EXTRAIT DU TEXTE
════════════════════

Et ce malgré le contexte difficile dans lequel les chrétiens vivent, a souligné le cardinal guinéen à son retour de l'Hexagone.
Le cardinal guinéen Robert Sarah a été reçu lundi matin par le pape François. Une audience privée pour le préfet de la Congrégation pour le culte divin et la discipline des sacrements, qui vient de rentrer d’un voyage en France. Cette visite dans l’Hexagone intervenait à l’occasion de la sortie de son ouvrage Dieu ou rien, entretiens sur la foi, écrit en collaboration avec le journaliste et écrivain Nicolas Diat.
Le cardinal Sarah, qui a été pendant plusieurs années à la tête du Conseil pontifical Cor Unum, connaît bien la France où il a vécu, notamment durant ses études théologiques. Il porte sur la société française un regard à la fois bienveillant et optimiste, mais aussi très lucide, évoquant un cruel manque de Dieu. Interrogé par Hélène Destombes, de Radio Vatican, il souligne par ailleurs la nécessité de promouvoir un dialogue entre les religions pour lutter contre le fondamentalisme.
Dans quel état d’esprit revenez-vous de France ?

════════════════════

MATÉRIEL FOURNI
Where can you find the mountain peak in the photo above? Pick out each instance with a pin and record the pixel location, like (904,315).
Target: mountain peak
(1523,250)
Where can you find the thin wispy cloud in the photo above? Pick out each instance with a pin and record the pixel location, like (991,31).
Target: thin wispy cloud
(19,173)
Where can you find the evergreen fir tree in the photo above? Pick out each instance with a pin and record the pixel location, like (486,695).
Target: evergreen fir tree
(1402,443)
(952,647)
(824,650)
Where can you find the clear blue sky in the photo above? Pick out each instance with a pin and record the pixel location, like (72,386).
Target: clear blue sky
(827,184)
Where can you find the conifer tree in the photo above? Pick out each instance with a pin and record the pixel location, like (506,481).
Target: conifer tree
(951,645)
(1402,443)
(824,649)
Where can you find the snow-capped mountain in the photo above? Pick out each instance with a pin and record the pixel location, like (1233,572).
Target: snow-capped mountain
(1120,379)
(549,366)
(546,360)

════════════════════

CONSIGNES À SUIVRE
1/ Recopiez fidèlement le passage du texte sur le cardinal Sarah qui commence à « Et ce malgré » et se termine à « écrivain Nicolas Diat. ».
2/ Poursuivez le texte sur le cardinal Sarah à partir de l'endroit où il s'arrête.

RÉPONSES SUCCESSIVES
1/
Et ce malgré le contexte difficile dans lequel les chrétiens vivent, a souligné le cardinal guinéen à son retour de l'Hexagone.
Le cardinal guinéen Robert Sarah a été reçu lundi matin par le pape François. Une audience privée pour le préfet de la Congrégation pour le culte divin et la discipline des sacrements, qui vient de rentrer d’un voyage en France. Cette visite dans l’Hexagone intervenait à l’occasion de la sortie de son ouvrage Dieu ou rien, entretiens sur la foi, écrit en collaboration avec le journaliste et écrivain Nicolas Diat.

2/
Mgr Sarah : Ce qui me réjouit, c’est vraiment de voir que la fille aînée de l’Église, quelles que soient les difficultés qu’elle traverse, veut demeurer la fille aînée de l’Église, témoigner de sa foi dans un contexte difficile. Je vois cette volonté à travers les jeunes que j’ai vus, à travers les paroisses que j’ai visitées. J’ai trouvé une Église qui donne de l’espérance et en tout cas pour ma part, j’ai pu dire que l’Église de France est vivante et belle malgré le contexte difficile dans lequel les chrétiens vivent.
Quelles sont les préoccupations exprimées par les catholiques français ? Qu’avez-vous perçu ?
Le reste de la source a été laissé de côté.